**Exercise**
Reply with every entry, repeated exactly as given.

**** The data ****

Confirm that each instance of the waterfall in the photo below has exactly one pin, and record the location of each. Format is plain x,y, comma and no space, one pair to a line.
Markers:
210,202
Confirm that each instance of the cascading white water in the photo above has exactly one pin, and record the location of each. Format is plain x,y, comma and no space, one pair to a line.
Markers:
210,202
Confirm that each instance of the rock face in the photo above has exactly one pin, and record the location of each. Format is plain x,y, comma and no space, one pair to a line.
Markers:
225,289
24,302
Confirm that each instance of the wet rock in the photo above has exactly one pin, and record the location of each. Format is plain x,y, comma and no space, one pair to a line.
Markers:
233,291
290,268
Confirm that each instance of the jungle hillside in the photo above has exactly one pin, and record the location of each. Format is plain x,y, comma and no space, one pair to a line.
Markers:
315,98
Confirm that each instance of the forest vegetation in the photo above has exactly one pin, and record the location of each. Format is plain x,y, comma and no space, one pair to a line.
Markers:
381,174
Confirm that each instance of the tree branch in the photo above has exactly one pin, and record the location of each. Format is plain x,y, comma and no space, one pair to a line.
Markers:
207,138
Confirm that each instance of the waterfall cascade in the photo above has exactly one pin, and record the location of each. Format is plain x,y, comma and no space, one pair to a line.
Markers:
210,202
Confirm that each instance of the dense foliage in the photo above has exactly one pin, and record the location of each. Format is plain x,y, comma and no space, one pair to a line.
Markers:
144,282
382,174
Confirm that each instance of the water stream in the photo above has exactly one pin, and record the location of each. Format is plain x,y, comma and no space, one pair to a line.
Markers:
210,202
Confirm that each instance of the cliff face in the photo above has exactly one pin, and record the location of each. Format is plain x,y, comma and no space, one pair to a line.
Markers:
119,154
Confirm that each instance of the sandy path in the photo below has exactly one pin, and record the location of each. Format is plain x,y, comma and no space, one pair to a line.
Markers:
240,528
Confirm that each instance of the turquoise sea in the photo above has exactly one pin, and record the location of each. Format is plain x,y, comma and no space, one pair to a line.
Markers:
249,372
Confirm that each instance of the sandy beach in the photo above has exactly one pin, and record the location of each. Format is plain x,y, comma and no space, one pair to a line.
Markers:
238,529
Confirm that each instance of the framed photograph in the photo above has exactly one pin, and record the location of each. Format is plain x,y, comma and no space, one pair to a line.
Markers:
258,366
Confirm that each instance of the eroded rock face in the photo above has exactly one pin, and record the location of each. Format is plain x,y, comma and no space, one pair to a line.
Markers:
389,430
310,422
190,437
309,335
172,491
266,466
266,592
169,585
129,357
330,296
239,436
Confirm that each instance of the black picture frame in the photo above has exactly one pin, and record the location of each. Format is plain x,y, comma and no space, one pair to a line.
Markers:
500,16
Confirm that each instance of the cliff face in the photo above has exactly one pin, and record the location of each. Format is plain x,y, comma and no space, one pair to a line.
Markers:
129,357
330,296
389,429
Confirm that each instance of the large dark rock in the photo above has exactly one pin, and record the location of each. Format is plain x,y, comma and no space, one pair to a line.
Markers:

****

**Answer below**
Confirm that each instance of the waterfall in the photo below has exactly one pin, and record the location of each. Format is plain x,y, comma and no space, one pair to a line.
Markers:
210,202
Confirm that each instance of the cascading white water in the photo above has exactly one pin, and record the location of each. Format is plain x,y, comma and no space, one pair to a line.
Markers:
210,202
Confirm that each instance of the rock face in the photo above has exactly one pin, and record the location of each. Format is plain x,y, comma and no space, one pair to a line.
Markers:
225,289
24,302
Confirm that each instance of the wet rock in the photo above has exactly one pin, and record the location of each. Format is plain x,y, comma and no space, one pair to a line.
Markers:
233,291
290,268
Confirm that each instance of the jungle hillside in the photo above has exactly one pin, and record the location of each. Format is plain x,y, comma and no space, one pair to a line.
Markers:
315,98
Confirm that each instance of the forest vegetation in the photo above has exactly one pin, and record the location of each. Format is plain x,y, comma and no space, one pair to a line.
Markers:
381,174
Confirm that each instance of the tree branch in the photo above has exactly one pin, and record the location of each. Format is plain x,y, comma and no space, one pair to a line.
Markers:
207,138
Confirm that each instance of the waterfall cascade in the photo above has exactly one pin, and record the location of each. Format is plain x,y, comma and no space, one pair to a line.
Markers:
210,202
Confirm that each instance of the dense foliage in the photo above has exactly one pin, and record the location of each. Format is plain x,y, comma and no space, one pair to a line.
Markers:
144,282
382,174
Confirm that each instance of the water stream in the photo above has exactly one pin, and record the location of each. Format is plain x,y, comma and no space, one pair to a line.
Markers:
210,202
Confirm that each instance of the cliff face in the photo above has exactly one pin, and record the location of each. Format is plain x,y, comma and no space, one pair to a line.
Markers:
119,154
Confirm that each instance of the sandy path in the photo below has exactly one pin, and record the location of each. Format is plain x,y, comma and no space, one pair to a line.
Markers:
240,528
Confirm that each instance of the turquoise sea in the photo above has exactly one pin, and record the location of each. Format is plain x,y, comma and no space, one pair to a line.
Markers:
249,372
Confirm that each instance of the sandy beach in the photo above has exactly one pin, and record the location of each. Format is plain x,y, comma and no space, one pair to a line.
Markers:
238,529
Confirm that each instance of the framed photograph in the photo above has exactly one pin, and record the location of each. Format is plain x,y, comma and no space, one pair to a line.
Markers:
258,366
Confirm that each instance of the eroded rock face in the photo above has exactly one pin, and record the location of each. Format is plain x,y, comma and no space, one pair to a line.
Markers:
389,430
310,422
190,437
309,335
172,491
266,466
266,592
169,585
129,357
330,296
239,436
Confirm that each instance of the black picture frame in the photo above has exactly one pin, and record the location of each. Format is plain x,y, comma and no space, one pair to a line.
Markers:
500,16
Confirm that each instance of the cliff face in the photo above has exactly one pin, and record the location of each. Format is plain x,y, comma and no space, one pair to a line.
Markers:
129,357
330,296
389,429
Confirm that each instance of the large dark rock in the photo above has exactly one pin, and record the location of each. Format is plain x,y, comma and no space, one pair to a line.
Markers:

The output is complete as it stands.